* **Work instructions**
a. Decide whether each statement below agrees with the Arcaneum case study, answering yes or no and quoting the words of the text that decide it: (i) Arcaneum can be installed as a Claude Code Marketplace plugin; (ii) in the day job, the author writes several RDRs for each feature; (iii) the author has been reviewing Arcaneum's code while building it.
b. According to the Arcaneum case study, what kinds of material does Arcaneum index?
c. Resume the Arcaneum case study after its last sentence.

* **Text for analysis**
Arcaneum via RDRs
A case study in spec first LLM development
Arcaneum is a set of tools to index pdf documents, source code repositories, and markdown files. It can be installed as a Claude Code Marketplace plugin.
It is intended to create both semantic search and full text search indexes for use by an LLM – when rendering code or creating a feature specification. But currently I’ve had my hands full just getting the semantic search working reliably. This is a me problem, not a technology problem.
Prior to building Arcaneum I started using what I call a specification first LLM driven development model via RDRs. In my day job, I write a single RDR per feature. But for Arcaneum, I decided to write as many RDRs as possible before starting to render a single line of code. Check out the RDR index.
I don’t write Python, but Arcaneum is in Python, knowing there were a rich set of supporting libraries. Also, I wanted to see how far I could get not reviewing code, but just by using the app and adjusting the app at an LLM level of abstraction. If I did read the code, I wouldn’t have any opinions on it, so why bother.

(Natural language descriptions of regions)

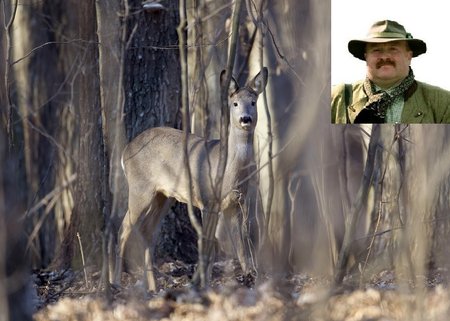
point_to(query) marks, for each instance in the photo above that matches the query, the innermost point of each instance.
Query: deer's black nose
(246, 120)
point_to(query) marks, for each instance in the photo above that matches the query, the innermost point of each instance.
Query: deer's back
(155, 160)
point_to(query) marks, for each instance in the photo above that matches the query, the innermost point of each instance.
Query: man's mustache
(385, 62)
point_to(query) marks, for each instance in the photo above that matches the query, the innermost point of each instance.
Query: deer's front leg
(234, 237)
(206, 248)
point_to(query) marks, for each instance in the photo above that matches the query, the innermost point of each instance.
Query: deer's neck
(240, 147)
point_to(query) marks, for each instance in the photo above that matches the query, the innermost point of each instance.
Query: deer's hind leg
(143, 217)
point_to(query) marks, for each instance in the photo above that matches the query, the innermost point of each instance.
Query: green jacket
(423, 104)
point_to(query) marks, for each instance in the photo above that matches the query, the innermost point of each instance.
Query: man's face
(388, 63)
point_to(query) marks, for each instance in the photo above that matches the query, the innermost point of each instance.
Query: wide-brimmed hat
(386, 31)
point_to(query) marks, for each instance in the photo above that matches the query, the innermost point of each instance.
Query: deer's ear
(233, 83)
(260, 81)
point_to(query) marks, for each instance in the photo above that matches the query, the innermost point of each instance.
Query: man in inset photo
(389, 93)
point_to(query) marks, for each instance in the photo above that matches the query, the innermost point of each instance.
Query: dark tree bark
(90, 193)
(152, 88)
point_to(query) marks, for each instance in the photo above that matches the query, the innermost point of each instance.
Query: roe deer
(154, 167)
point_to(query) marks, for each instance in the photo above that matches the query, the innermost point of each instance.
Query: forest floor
(68, 295)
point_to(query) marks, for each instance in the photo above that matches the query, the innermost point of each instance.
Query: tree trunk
(152, 87)
(90, 193)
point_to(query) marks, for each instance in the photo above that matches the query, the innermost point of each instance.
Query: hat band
(387, 35)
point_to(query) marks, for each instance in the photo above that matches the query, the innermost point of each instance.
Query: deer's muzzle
(245, 121)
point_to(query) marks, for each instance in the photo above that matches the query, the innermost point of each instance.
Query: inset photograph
(389, 65)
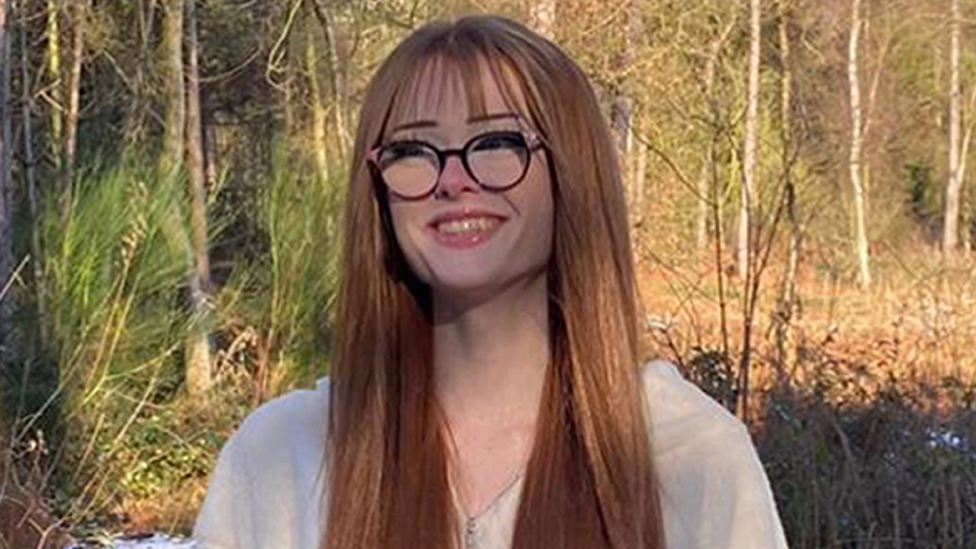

* **Responses by item number**
a.
(i) Yes: "It can be installed as a Claude Code Marketplace plugin."
(ii) No: "In my day job, I write a single RDR per feature."
(iii) No: "I wanted to see how far I could get not reviewing code"

b. PDF documents, source code repositories, and markdown files.

c.
The RDR model worked great getting my thoughts in order and during subsequent development. My primary challenge has been performance and memory management of the chunking and embedding pipeline. This is somewhat aggravated by my lack of reasonable tests. As a Java person, I complete every RDR with a suite of tests. But this wasn’t something I pushed hard on with Arcaneum.
I use Arcaneum every day I write code and on the days I’m just doing research.
One of my primary flows is to clone a git repo, index it, and create a document analyzing the code base over a different lenses. For example, how complete is the JWT support in a given framework. Or compare two frameworks footprint’s in relation to size of transitive dependencies and number of documented CVEs over time. I even ‘diff’ two versions of a standards document (this is not a replacement of your compliance team….).
I’m about to pick up my Clusterless project again and refresh parts of it. In preparation, I indexed the full aws-cdk repo last week, it took almost 30 hours using the jina-code embedding model – most repos take a new minutes to an hour depending on the embedding model used. Every line of Clusterless and Tessellate to-date are human crafted. I’m cautiously looking at using an LLM moving forward (using the RDR in strict mode).
It’s important to note that semantic search isn’t complete without a complimentary full text search interface. So far I’ve been mirroring my pdfs documents (mostly standards documents) with markdown copies in a parallel directory (not true of my full academic paper corpus of +3k files), so my LLM can grep for lines to use as citations etc.
Also, mactop is great for watching GPU utilization.